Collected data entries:
=-=-=

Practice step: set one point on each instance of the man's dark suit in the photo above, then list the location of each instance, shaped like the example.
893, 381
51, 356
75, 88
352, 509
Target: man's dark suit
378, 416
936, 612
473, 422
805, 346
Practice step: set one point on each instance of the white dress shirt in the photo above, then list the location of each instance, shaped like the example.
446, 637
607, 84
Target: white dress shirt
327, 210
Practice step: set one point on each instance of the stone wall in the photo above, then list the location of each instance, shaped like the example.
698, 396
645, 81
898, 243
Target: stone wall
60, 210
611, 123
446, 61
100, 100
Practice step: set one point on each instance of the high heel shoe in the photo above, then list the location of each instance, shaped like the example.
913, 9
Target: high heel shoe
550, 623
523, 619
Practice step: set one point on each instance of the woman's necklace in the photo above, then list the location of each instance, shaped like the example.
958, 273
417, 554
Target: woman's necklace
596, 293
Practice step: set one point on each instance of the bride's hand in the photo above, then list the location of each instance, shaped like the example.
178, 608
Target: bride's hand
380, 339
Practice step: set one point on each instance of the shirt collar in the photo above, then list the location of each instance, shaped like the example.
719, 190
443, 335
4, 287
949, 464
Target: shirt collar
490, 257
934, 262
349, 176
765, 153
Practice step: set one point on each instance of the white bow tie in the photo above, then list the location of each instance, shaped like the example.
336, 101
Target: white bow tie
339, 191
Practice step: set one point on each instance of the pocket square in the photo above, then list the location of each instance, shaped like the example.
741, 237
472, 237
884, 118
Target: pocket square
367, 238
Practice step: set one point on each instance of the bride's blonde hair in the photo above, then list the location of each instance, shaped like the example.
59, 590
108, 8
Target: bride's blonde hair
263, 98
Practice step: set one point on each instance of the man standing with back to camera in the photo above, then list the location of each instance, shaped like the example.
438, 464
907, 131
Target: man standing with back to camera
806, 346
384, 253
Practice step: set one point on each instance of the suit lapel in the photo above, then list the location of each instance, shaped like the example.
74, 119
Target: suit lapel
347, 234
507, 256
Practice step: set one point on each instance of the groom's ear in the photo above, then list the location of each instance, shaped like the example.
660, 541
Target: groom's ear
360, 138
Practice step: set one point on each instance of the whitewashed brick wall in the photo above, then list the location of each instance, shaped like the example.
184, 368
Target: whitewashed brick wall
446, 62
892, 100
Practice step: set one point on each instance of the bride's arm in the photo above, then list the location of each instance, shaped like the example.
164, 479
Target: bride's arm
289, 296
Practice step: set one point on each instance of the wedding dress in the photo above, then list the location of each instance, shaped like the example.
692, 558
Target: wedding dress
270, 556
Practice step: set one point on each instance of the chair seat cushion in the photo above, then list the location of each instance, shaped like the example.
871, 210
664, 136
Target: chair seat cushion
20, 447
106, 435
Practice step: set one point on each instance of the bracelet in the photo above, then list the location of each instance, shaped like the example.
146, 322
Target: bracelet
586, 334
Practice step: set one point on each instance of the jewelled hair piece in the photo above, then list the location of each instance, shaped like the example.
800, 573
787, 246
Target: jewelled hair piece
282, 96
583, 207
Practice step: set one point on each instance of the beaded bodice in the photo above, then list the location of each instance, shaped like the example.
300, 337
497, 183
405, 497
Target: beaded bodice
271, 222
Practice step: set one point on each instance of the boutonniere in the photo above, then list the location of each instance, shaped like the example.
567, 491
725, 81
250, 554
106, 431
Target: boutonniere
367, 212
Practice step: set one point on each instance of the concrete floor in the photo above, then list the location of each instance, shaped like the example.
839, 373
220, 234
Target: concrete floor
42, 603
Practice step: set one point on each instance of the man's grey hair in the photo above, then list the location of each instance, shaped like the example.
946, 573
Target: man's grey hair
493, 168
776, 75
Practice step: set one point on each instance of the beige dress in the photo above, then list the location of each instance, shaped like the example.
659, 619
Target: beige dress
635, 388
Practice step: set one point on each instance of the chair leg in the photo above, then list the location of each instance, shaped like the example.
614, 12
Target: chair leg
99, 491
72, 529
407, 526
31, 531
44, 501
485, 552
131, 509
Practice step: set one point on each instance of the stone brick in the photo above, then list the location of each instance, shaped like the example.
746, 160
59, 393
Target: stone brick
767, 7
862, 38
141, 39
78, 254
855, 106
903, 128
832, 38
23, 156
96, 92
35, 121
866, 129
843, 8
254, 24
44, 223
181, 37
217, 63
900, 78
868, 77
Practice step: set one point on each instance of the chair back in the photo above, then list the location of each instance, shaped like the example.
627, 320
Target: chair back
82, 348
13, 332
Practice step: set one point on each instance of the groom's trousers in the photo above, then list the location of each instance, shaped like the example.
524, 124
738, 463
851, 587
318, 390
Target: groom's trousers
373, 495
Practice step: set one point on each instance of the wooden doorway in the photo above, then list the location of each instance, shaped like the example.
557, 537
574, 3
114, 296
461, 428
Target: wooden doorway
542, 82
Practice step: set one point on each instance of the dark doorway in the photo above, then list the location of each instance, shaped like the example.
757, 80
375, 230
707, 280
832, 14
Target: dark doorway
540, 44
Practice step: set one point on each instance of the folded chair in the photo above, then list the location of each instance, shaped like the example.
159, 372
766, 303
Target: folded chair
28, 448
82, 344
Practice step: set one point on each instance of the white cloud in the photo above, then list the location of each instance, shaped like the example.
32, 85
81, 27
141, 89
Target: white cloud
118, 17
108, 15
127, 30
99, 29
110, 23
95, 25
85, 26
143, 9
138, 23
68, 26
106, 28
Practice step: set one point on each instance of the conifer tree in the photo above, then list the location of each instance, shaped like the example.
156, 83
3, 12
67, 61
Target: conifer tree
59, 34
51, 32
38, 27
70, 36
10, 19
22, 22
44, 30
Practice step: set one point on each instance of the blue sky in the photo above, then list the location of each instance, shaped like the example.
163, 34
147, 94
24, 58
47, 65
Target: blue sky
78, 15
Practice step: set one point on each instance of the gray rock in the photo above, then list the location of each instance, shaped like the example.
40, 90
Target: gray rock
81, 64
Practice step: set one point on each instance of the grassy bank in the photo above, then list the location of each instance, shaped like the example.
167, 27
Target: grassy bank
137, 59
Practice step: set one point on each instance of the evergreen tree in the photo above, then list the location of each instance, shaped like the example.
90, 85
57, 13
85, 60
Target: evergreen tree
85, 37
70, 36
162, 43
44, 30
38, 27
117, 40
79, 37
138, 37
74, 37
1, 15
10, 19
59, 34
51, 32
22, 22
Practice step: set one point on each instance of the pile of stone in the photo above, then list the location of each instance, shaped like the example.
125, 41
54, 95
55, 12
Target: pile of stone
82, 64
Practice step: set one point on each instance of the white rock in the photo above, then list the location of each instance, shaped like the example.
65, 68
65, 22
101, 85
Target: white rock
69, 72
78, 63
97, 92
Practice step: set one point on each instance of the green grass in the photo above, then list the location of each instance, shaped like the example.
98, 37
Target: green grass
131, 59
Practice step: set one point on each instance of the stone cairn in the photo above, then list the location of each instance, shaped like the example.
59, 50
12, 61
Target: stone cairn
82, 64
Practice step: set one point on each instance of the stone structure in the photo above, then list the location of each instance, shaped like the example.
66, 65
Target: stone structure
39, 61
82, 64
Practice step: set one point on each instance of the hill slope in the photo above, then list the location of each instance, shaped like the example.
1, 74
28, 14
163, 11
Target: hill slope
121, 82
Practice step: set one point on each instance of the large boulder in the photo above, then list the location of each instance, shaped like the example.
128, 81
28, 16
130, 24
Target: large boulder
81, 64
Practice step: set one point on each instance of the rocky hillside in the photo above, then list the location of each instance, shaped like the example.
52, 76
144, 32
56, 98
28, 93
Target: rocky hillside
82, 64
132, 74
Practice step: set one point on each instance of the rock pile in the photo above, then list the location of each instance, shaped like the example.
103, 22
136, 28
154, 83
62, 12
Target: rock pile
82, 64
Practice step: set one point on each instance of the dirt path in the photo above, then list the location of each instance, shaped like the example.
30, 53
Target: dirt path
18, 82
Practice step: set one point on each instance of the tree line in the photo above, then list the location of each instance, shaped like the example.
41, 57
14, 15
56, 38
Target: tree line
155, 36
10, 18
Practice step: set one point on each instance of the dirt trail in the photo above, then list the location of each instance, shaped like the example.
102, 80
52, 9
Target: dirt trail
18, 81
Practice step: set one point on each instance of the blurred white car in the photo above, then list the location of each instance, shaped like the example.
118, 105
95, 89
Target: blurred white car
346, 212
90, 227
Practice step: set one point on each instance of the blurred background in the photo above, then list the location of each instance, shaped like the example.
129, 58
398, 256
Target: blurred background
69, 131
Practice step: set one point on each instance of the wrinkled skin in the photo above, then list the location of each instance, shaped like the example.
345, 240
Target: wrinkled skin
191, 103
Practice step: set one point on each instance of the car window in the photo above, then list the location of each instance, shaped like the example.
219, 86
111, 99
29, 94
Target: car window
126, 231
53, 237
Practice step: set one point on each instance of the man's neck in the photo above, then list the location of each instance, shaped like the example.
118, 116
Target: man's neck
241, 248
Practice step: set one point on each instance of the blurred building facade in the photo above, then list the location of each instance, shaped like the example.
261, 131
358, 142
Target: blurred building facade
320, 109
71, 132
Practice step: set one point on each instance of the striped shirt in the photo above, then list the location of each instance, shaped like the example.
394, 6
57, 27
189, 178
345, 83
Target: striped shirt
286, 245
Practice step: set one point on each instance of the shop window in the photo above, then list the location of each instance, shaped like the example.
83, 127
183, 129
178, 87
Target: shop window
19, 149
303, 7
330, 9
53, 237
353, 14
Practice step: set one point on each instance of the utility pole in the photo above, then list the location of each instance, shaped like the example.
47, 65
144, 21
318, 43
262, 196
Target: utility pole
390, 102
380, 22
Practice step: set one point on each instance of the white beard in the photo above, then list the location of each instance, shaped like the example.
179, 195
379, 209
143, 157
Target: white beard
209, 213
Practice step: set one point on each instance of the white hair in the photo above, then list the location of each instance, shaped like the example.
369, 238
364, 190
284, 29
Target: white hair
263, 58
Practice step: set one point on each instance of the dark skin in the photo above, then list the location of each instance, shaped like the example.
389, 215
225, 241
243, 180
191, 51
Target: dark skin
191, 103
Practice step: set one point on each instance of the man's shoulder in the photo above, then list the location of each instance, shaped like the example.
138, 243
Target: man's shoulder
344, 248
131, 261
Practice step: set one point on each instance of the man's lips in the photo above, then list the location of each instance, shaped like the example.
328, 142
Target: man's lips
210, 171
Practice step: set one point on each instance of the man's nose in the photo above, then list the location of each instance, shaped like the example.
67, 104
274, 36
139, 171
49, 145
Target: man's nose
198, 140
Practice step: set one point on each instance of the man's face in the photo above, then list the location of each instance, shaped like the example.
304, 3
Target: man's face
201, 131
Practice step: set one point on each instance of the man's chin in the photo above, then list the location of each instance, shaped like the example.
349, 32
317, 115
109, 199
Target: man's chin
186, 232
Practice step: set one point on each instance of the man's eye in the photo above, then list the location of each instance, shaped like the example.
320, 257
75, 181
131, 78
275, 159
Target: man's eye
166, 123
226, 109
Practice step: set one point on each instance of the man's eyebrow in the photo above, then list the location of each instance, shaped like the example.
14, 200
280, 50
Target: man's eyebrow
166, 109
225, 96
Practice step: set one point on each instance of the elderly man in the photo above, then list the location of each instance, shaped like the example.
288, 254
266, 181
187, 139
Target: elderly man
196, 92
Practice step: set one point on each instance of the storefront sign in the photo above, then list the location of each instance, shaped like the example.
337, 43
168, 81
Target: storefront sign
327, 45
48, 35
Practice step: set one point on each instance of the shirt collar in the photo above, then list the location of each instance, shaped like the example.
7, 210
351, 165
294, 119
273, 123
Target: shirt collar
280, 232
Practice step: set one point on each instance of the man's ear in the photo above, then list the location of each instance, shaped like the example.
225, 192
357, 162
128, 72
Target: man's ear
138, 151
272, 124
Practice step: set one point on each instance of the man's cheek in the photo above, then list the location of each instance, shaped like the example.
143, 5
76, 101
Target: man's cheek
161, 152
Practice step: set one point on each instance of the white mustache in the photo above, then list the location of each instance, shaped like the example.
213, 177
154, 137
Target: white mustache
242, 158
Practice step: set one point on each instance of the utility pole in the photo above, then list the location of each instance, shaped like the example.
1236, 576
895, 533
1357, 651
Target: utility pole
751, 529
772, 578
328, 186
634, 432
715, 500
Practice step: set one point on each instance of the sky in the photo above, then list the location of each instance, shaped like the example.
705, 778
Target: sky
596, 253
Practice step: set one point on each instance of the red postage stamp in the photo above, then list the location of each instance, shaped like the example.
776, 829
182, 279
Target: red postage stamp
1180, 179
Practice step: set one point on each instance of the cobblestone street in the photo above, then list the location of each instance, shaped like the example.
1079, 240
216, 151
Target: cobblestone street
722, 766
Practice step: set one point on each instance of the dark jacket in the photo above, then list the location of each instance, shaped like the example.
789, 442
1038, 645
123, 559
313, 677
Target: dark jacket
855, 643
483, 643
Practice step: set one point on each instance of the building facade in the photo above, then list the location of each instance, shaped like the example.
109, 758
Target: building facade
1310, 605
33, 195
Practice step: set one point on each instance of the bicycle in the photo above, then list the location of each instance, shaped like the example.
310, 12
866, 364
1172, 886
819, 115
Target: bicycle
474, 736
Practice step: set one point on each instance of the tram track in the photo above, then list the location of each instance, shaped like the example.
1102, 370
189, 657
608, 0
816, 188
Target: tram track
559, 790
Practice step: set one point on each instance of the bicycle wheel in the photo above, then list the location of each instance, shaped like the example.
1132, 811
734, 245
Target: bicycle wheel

=-=-=

What the task requires:
Read through the entries and copy every line that includes "wheel".

Solution to this task:
Practice step: set one point on each instance of the bicycle wheel in the photo above, then list the location of each instance, shaped like the example.
Target: bicycle wheel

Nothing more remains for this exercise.